Provided passage start

It’s common to hear that “microservice should be small” or “microservice should not be too big”. Well, this is not a very precise metric to go by. Very often teams start creating tiny executables each dealing with a very small concern, and sooner rather than later they run into lots of issues – tight coupling between microservices, distributed transactions, nightmarish development and release process, etc.
To be able to figure out what’s the right size for your microservices we need to go back to the fundamentals – in this case Domain Driven Design and its concepts of Bounded Context and Aggregate. We have already discussed microservices boundaries, and the sizing comes as a flip side of that discussion.
Once we have done a first pass at analyzing our domain model and have some rough bounded context identified, we are ready to look deeper – at DDD Aggregates, which would be our smallest possible releasable and deployable artifacts. We shouldn’t go smaller than a DDD Aggregate as that is our primary way to ensure transaction consistency in a given bounded context. On the flip side, should we go that granular with all of our microservices or should there be more coarse sized microservices?
My recommendation:
- Analyze the bounded context of interest and identify all of it’s aggregates – this would provide you with a list of potential releasable components
- Bounded Context analysis is an iterative process, so identification of aggregates will be happening over the course of system development as business domain understanding is growing, implementation of business processes is progressing.

Provided passage end

*To do*:
[a] According to the microservice sizing passage, what should serve as the smallest possible releasable and deployable artifact?
[b] Summarize the microservice sizing passage in two sentences.
[c] Extend the microservice sizing passage from its last sentence, keeping its subject and tone.
The listing that follows comes from a separate source.

Entries shown start

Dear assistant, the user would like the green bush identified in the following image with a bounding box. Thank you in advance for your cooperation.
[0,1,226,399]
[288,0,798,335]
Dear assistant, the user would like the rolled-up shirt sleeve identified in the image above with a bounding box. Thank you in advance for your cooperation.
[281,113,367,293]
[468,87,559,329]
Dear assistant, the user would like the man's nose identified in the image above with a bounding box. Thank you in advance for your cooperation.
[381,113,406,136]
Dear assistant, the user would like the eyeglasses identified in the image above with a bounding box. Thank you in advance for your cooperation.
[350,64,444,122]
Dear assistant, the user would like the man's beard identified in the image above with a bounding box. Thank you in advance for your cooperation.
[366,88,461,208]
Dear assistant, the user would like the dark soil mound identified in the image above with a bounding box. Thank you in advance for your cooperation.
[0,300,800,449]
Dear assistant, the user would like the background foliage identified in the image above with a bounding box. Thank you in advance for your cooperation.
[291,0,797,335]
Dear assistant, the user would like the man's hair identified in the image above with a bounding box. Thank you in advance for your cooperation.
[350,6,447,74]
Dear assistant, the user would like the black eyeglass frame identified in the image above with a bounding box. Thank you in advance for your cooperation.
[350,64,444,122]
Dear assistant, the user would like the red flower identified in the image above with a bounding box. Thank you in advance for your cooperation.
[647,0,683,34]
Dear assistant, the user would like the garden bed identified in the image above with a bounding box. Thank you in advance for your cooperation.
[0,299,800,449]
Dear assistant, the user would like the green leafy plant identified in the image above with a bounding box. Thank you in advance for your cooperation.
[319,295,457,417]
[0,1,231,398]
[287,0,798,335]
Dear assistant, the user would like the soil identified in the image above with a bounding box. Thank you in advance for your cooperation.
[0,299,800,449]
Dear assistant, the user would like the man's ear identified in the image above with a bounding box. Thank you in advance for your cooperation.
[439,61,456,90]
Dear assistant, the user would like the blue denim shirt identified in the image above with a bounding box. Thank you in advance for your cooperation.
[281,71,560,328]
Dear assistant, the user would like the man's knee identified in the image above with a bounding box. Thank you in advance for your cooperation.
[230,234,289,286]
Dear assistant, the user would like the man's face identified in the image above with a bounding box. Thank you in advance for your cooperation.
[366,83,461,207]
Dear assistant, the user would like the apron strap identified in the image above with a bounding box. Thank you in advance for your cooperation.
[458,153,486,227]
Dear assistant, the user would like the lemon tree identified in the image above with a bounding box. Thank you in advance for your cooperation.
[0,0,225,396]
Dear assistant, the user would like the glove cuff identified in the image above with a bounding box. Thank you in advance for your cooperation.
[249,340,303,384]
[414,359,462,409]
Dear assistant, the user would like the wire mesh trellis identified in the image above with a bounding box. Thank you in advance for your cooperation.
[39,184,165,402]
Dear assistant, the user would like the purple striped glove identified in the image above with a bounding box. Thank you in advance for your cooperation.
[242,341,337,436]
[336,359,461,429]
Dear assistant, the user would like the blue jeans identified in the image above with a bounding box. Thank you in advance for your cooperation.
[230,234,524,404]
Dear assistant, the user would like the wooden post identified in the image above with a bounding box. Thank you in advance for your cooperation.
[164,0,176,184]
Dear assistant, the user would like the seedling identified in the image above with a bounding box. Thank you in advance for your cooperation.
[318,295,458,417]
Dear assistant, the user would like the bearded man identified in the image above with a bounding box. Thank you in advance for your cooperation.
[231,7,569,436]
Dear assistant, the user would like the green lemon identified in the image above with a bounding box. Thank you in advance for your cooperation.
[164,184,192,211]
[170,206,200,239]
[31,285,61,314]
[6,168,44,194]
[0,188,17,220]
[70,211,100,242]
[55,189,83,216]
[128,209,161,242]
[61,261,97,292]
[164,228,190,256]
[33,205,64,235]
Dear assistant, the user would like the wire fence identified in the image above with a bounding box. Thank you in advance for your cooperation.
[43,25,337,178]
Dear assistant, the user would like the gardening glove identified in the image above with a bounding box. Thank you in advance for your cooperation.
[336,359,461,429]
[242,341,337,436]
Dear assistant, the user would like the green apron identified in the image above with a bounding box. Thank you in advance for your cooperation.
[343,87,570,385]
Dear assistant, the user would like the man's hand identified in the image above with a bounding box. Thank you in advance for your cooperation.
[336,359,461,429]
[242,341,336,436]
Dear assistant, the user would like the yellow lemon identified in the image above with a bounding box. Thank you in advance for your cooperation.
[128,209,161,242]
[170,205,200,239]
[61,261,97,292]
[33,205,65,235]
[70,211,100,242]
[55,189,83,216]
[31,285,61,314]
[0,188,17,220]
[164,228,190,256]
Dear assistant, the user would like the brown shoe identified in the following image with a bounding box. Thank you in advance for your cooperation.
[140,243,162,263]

Entries shown end

*Responses to the exercise*:
[a] A DDD Aggregate.

[b] Saying a microservice should be small is not a precise metric, and teams that build tiny executables soon face tight coupling, distributed transactions, and a nightmarish development and release process. The right size comes from Domain Driven Design: identify a bounded context's aggregates as potential releasable components, go no smaller than an aggregate, and expect that identification to continue as understanding of the business domain grows.

[c]
- Determine which of the aggregates have their very own scalability, availability, security, etc. non-functional requirements – these, most likely, will become standalone microservices
- Determine which aggregates can comfortably co-exist in a single releasable and executable module – their scalability, security, availability, etc. non-functional requirements are similar and they wouldn’t affect each other too much
- In some cases we can have all aggregates (complete bounded context) in a single microservice – nothing is stopping us from doing that, really
- Take into account team ownership over bounded context. In most cases I would recommend having a single team own a bounded context for many reasons, however if there is more than one team involved – that would introduce another dimension of which components should be independently developed, released and managed.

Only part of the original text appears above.